====== Page extract

Maria Montessori was the first woman physician in Italy. Through her medical work, she became interested in the development of learning abilities in young children. In 1907, Dr. Montessori established her first children’s house, the Casa Dei Bambini, for the children of working families in Rome. Using scientific observation and experimentation she created educational methods with the children’s developmental needs in mind. She observed children to be happiest and most satisfied when they concentrated on tasks that helped fulfill their drive toward independence. Dr. Montessori refined her method of teaching by adapting and expanding on the research of other great psychologists and philosophers such as Jean Piaget, Anna Freud, and John Dewey. In her later years she expanded her ideas to encompass infants, elementary and teenage children.
It is a philosophy of education based on the child’s innate ability to develop himself at his own pace in a non-competitive environment. The child follows his own interest by selecting materials to manipulate and experiment with from the various areas of the classroom. Rather than “teaching” the child concepts, an environment is designed to stimulate the child’s interest and facilitate her comprehension and coordination skills spontaneously with little of no adult intervention. One of the teacher’s goals is to set each child up for success by suggesting material in which the child is skillfully able. By building upon a series of successes, a child gains self-confidence and a love for learning.
“The child has one intuitive aim: his self-development. He desperately wants to develop his inner resources and his abilities to cope with a strange, complex world. He wants to do and learn and see for himself, and not through the eyes of an adult. The child who accomplishes independence moves into harmony with the rest of his world. He becomes a full person.” –Dr. Maria Montessori
Children pass through phases in which their ability to acquire new skills is at a peak. Montessori observed several sensitive periods in the young child’s life: a need for order in the environment, use of the hand, development of movement, development of speech, a fascination with the minute details of objects, and a time of social interest. Elementary children, who are in an intermediate period, love to memorize and increase powers of reasoning. Teenage children, in a period of great physical and emotional change, have an intense interest in social action and relationship.

============
====== Given entries

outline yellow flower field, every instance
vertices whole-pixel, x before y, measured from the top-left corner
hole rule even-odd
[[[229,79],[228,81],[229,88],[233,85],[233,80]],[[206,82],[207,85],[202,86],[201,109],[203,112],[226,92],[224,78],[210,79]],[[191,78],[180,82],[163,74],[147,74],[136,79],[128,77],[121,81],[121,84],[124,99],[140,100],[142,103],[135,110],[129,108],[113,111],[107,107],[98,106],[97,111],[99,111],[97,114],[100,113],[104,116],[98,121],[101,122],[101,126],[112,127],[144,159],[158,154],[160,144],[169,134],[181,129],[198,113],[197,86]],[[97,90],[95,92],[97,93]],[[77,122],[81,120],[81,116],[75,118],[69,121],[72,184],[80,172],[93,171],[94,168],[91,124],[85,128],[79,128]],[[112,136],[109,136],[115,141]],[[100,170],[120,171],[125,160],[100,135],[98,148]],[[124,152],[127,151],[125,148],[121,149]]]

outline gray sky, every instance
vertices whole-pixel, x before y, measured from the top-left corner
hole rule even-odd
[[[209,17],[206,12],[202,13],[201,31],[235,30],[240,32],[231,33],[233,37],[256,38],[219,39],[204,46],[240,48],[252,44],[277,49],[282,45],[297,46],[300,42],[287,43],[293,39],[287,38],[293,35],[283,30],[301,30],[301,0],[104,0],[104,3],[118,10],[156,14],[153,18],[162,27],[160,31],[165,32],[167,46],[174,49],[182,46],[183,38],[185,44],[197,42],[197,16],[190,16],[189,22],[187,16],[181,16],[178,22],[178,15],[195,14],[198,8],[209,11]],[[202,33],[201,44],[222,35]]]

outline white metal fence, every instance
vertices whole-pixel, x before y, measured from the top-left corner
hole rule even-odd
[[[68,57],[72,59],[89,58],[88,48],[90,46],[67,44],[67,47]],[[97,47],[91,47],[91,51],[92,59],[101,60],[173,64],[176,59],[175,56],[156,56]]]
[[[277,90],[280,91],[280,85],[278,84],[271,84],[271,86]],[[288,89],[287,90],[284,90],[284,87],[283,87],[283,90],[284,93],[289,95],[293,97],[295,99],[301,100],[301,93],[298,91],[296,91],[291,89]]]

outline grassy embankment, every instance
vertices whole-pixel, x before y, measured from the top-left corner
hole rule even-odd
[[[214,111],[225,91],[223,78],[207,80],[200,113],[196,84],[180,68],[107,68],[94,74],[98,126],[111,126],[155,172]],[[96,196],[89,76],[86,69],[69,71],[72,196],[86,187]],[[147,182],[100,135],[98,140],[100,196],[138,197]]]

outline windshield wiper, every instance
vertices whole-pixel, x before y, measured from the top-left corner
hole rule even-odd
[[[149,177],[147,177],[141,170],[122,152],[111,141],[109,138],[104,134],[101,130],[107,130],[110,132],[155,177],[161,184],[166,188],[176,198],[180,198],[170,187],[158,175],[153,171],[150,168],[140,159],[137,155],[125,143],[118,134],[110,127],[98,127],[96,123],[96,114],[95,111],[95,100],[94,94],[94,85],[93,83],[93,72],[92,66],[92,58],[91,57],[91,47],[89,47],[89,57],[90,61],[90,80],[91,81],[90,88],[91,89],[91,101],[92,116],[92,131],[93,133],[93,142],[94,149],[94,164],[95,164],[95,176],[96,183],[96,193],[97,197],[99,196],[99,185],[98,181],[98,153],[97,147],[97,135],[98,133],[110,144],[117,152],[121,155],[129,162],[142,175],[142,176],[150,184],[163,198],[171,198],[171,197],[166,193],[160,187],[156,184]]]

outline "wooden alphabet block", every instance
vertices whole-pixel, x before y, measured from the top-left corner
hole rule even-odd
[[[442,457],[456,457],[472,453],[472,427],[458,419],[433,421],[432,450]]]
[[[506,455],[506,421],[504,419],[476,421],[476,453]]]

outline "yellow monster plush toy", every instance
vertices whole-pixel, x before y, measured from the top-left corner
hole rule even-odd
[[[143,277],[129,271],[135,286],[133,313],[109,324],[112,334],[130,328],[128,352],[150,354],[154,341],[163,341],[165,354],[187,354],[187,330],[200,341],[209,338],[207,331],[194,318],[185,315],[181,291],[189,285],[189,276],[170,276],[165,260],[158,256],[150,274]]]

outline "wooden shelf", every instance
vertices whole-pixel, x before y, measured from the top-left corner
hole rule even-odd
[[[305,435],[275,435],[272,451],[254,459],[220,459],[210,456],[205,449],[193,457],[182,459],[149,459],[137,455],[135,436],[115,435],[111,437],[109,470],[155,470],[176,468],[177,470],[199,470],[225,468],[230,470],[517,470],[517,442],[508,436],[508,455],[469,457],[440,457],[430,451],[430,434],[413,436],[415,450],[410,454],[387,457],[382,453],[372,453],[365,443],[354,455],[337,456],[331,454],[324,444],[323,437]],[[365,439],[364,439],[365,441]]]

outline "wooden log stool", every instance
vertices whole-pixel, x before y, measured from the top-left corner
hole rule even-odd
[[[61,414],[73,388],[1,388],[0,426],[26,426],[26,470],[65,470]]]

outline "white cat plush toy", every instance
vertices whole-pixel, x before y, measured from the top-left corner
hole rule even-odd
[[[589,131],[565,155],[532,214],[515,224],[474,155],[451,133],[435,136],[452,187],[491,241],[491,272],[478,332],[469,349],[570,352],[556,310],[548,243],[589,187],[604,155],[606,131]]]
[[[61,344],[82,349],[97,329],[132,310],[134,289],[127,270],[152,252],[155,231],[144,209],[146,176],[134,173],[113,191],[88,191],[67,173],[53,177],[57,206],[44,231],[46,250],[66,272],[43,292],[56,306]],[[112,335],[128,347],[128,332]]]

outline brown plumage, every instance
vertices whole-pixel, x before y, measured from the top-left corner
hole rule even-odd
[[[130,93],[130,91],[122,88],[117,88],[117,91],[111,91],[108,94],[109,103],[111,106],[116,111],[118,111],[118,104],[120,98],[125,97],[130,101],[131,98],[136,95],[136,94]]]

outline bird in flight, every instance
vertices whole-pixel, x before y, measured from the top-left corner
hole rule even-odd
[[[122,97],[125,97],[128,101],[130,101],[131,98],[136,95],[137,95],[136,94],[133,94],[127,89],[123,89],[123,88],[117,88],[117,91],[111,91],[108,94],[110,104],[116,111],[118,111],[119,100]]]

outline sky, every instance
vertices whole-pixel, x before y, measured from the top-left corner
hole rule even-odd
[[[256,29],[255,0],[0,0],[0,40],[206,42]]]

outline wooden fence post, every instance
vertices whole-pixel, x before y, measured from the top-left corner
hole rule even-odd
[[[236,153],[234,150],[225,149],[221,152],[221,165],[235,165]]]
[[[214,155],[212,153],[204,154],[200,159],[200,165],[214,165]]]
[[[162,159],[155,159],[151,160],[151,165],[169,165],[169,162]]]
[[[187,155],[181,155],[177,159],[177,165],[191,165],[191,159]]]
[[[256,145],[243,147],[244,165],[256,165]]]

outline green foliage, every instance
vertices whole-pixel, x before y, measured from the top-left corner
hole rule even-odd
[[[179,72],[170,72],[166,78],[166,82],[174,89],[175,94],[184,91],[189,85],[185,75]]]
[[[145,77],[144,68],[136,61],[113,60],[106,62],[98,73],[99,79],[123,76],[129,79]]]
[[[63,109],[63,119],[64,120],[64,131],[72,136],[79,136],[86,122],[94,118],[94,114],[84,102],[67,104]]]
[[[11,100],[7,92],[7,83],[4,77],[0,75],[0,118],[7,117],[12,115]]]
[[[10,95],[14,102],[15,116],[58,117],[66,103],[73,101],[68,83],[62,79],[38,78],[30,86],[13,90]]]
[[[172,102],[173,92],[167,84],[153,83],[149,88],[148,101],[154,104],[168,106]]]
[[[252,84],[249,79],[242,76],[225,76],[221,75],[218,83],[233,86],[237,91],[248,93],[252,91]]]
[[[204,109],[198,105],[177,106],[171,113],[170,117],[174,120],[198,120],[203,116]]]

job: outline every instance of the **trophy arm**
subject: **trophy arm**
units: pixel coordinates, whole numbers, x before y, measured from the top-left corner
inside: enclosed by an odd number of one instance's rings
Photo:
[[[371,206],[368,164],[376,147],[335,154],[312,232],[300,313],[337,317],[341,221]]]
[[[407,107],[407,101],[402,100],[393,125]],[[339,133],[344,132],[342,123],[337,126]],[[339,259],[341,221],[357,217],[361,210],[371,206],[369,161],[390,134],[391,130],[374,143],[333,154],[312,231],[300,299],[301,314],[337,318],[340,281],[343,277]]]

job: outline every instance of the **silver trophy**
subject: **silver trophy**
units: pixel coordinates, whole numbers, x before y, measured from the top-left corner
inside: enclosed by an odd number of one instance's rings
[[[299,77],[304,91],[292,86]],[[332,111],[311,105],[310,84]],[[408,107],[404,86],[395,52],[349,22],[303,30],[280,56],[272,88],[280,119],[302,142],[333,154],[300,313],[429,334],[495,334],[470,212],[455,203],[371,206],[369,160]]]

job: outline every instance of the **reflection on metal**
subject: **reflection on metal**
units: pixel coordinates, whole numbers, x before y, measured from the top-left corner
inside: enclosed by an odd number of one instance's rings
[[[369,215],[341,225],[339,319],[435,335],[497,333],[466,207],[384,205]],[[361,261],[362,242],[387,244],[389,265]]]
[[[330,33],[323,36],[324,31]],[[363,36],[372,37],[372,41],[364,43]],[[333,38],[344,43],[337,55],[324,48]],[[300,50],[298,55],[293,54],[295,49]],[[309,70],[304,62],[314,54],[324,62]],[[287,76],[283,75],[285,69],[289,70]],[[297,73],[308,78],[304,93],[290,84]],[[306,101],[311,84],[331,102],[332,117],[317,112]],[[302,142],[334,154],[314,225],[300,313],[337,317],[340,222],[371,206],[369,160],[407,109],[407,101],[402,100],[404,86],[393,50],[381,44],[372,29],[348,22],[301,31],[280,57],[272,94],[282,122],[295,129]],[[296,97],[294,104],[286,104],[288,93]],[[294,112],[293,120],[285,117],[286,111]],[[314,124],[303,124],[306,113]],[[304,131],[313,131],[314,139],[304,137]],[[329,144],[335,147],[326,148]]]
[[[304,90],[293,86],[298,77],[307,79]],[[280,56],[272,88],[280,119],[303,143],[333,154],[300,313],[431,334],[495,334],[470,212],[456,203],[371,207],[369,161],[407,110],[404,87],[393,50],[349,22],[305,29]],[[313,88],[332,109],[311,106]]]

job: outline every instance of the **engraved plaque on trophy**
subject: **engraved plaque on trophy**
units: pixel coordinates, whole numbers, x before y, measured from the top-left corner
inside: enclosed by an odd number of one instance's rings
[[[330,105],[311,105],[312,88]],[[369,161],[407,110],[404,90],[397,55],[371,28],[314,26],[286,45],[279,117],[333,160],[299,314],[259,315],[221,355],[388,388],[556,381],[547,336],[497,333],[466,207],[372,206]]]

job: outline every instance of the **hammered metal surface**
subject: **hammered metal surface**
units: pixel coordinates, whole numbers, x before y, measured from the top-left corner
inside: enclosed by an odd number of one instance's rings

============

→ Assignment 1: According to the Montessori text, in what year was the Casa Dei Bambini established?
→ Assignment 2: Using the Montessori text, explain why the teacher suggests material in which a child is skillfully able.
→ Assignment 3: Translate this sentence from the Montessori text into Spanish: "Children pass through phases in which their ability to acquire new skills is at a peak."
These data were taken from a separate source.

→ Exercise result 1: 1907.

→ Exercise result 2: The teacher does this to set each child up for success. By building upon a series of successes, the child gains self-confidence and a love for learning.

→ Exercise result 3: Los niños pasan por fases en las que su capacidad para adquirir nuevas habilidades alcanza su punto máximo.